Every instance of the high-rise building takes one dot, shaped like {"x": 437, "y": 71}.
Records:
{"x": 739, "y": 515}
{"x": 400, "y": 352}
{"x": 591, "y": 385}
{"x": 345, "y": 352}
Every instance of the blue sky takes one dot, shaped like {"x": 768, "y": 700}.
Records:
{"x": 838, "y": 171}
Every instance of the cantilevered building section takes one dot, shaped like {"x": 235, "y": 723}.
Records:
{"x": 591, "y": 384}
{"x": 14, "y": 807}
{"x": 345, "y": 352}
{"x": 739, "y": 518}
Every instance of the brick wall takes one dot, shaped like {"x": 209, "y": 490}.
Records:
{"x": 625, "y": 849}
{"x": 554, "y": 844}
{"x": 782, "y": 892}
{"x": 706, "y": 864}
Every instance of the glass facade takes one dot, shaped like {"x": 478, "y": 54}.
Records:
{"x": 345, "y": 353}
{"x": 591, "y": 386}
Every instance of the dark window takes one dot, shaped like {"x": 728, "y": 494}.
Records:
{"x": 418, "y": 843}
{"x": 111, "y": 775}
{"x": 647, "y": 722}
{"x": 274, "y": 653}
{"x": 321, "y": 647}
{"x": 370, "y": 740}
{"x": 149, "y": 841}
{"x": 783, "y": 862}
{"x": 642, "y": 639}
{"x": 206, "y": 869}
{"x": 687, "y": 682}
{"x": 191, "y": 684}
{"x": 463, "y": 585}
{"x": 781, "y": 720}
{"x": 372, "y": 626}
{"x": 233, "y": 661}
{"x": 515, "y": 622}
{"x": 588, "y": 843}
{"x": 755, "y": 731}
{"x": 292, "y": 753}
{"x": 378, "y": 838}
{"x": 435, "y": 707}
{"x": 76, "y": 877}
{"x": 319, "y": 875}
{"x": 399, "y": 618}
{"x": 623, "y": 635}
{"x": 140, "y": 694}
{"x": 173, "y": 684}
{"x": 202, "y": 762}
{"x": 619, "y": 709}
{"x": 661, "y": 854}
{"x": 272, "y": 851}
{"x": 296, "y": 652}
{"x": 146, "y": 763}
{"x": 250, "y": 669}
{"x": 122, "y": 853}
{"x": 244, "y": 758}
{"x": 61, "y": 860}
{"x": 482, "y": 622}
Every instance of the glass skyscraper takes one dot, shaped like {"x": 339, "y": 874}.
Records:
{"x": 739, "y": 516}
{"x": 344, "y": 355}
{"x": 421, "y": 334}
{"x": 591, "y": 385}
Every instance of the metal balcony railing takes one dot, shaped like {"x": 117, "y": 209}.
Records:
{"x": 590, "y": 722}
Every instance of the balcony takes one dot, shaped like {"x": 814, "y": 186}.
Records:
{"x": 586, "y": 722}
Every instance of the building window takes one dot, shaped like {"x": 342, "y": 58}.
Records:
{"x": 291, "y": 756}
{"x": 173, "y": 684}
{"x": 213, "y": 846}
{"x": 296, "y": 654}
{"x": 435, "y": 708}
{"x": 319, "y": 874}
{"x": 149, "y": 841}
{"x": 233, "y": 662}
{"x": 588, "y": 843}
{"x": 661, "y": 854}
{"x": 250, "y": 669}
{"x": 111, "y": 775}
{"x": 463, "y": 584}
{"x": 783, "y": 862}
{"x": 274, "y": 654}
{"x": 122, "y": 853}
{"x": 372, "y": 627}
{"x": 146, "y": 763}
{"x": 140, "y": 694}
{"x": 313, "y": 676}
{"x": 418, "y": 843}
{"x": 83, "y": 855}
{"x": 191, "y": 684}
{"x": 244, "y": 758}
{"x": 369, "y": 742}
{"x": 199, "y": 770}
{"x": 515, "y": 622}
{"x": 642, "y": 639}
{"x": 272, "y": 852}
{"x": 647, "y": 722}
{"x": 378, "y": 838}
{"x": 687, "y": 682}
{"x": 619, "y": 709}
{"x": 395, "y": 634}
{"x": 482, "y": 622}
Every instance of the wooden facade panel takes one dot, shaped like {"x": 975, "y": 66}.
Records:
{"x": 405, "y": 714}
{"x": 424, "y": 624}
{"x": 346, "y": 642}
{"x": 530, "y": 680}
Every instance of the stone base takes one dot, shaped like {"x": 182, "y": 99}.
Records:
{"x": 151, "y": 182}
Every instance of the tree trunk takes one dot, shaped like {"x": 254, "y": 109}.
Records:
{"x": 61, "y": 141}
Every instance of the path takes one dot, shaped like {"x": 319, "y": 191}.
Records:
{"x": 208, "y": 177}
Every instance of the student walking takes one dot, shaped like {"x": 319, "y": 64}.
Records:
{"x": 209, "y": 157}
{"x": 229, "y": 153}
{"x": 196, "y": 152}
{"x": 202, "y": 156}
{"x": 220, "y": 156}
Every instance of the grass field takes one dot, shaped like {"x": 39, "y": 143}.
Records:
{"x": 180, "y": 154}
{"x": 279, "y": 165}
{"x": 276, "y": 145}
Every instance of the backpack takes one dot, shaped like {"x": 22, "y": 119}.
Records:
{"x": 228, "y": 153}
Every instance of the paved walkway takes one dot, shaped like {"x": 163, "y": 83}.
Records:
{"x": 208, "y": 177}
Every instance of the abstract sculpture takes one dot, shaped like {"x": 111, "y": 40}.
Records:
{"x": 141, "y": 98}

- - - -

What is asked => Reproduce all of the rows above verbatim, with every line unchanged and in its original order.

The output =>
Every instance of the high-rise building takes one dot, shaped like {"x": 437, "y": 71}.
Records:
{"x": 739, "y": 515}
{"x": 400, "y": 352}
{"x": 591, "y": 385}
{"x": 345, "y": 352}
Every instance of the blue sky takes one dot, shaped like {"x": 768, "y": 700}.
Records:
{"x": 838, "y": 171}
Every instance of the cantilevered building section takes one dot, shaped like {"x": 235, "y": 723}.
Records:
{"x": 591, "y": 384}
{"x": 14, "y": 807}
{"x": 345, "y": 352}
{"x": 739, "y": 518}
Every instance of the brick wall takes one dot, shaped like {"x": 209, "y": 490}.
Records:
{"x": 625, "y": 849}
{"x": 554, "y": 844}
{"x": 782, "y": 892}
{"x": 706, "y": 864}
Every instance of the glass facade takes one dot, shaped like {"x": 478, "y": 54}.
Records:
{"x": 345, "y": 353}
{"x": 591, "y": 386}
Every instance of the dark window takes one dot, shaped like {"x": 728, "y": 494}.
Records:
{"x": 418, "y": 843}
{"x": 111, "y": 775}
{"x": 647, "y": 722}
{"x": 274, "y": 653}
{"x": 321, "y": 647}
{"x": 370, "y": 740}
{"x": 149, "y": 841}
{"x": 783, "y": 862}
{"x": 642, "y": 639}
{"x": 206, "y": 869}
{"x": 687, "y": 682}
{"x": 191, "y": 684}
{"x": 463, "y": 585}
{"x": 781, "y": 720}
{"x": 372, "y": 626}
{"x": 233, "y": 661}
{"x": 515, "y": 622}
{"x": 588, "y": 843}
{"x": 755, "y": 731}
{"x": 292, "y": 753}
{"x": 378, "y": 838}
{"x": 435, "y": 707}
{"x": 76, "y": 877}
{"x": 319, "y": 875}
{"x": 399, "y": 618}
{"x": 623, "y": 635}
{"x": 140, "y": 694}
{"x": 173, "y": 684}
{"x": 202, "y": 762}
{"x": 619, "y": 709}
{"x": 661, "y": 854}
{"x": 272, "y": 851}
{"x": 296, "y": 652}
{"x": 146, "y": 763}
{"x": 250, "y": 669}
{"x": 122, "y": 853}
{"x": 244, "y": 758}
{"x": 61, "y": 860}
{"x": 482, "y": 622}
Every instance of the glass skyscraper takes one dot, shaped like {"x": 339, "y": 874}.
Records:
{"x": 739, "y": 516}
{"x": 344, "y": 355}
{"x": 421, "y": 334}
{"x": 591, "y": 385}
Every instance of the metal balcony railing takes one dot, shaped like {"x": 117, "y": 209}.
Records:
{"x": 590, "y": 722}
Every instance of the balcony takes one dot, shaped like {"x": 814, "y": 186}.
Records:
{"x": 586, "y": 722}
Every instance of the building window takes one dot, shaped like {"x": 342, "y": 58}.
Records:
{"x": 291, "y": 756}
{"x": 173, "y": 684}
{"x": 213, "y": 846}
{"x": 296, "y": 654}
{"x": 435, "y": 708}
{"x": 319, "y": 874}
{"x": 149, "y": 841}
{"x": 233, "y": 662}
{"x": 588, "y": 843}
{"x": 661, "y": 854}
{"x": 250, "y": 669}
{"x": 111, "y": 775}
{"x": 463, "y": 584}
{"x": 783, "y": 862}
{"x": 274, "y": 654}
{"x": 122, "y": 853}
{"x": 372, "y": 627}
{"x": 146, "y": 763}
{"x": 140, "y": 694}
{"x": 313, "y": 676}
{"x": 418, "y": 843}
{"x": 83, "y": 855}
{"x": 191, "y": 684}
{"x": 244, "y": 758}
{"x": 369, "y": 742}
{"x": 199, "y": 770}
{"x": 515, "y": 622}
{"x": 642, "y": 639}
{"x": 272, "y": 852}
{"x": 647, "y": 722}
{"x": 378, "y": 838}
{"x": 687, "y": 682}
{"x": 619, "y": 709}
{"x": 395, "y": 634}
{"x": 482, "y": 622}
Every instance of the wooden facade panel takes one dot, shaped like {"x": 975, "y": 66}.
Records:
{"x": 405, "y": 714}
{"x": 424, "y": 624}
{"x": 346, "y": 642}
{"x": 530, "y": 680}
Every instance of the stone base takes one dot, shaped like {"x": 182, "y": 99}.
Records:
{"x": 151, "y": 182}
Every instance of the tree trunk takes one dot, shaped like {"x": 254, "y": 109}.
Records:
{"x": 61, "y": 141}
Every instance of the path takes one dot, shaped like {"x": 319, "y": 191}.
Records:
{"x": 208, "y": 177}
Every instance of the student walking takes one dot, shaped like {"x": 319, "y": 64}.
Records:
{"x": 209, "y": 157}
{"x": 229, "y": 153}
{"x": 196, "y": 152}
{"x": 202, "y": 156}
{"x": 220, "y": 156}
Every instance of the grass field takes one dot, shaped like {"x": 39, "y": 143}.
Records:
{"x": 180, "y": 154}
{"x": 279, "y": 165}
{"x": 276, "y": 145}
Every instance of the backpack takes one dot, shaped like {"x": 22, "y": 119}.
Records:
{"x": 228, "y": 153}
Every instance of the paved walkway takes one dot, shaped like {"x": 163, "y": 83}.
Records:
{"x": 208, "y": 177}
Every instance of the abstract sculpture takes one dot, shaped like {"x": 111, "y": 40}.
Records:
{"x": 141, "y": 98}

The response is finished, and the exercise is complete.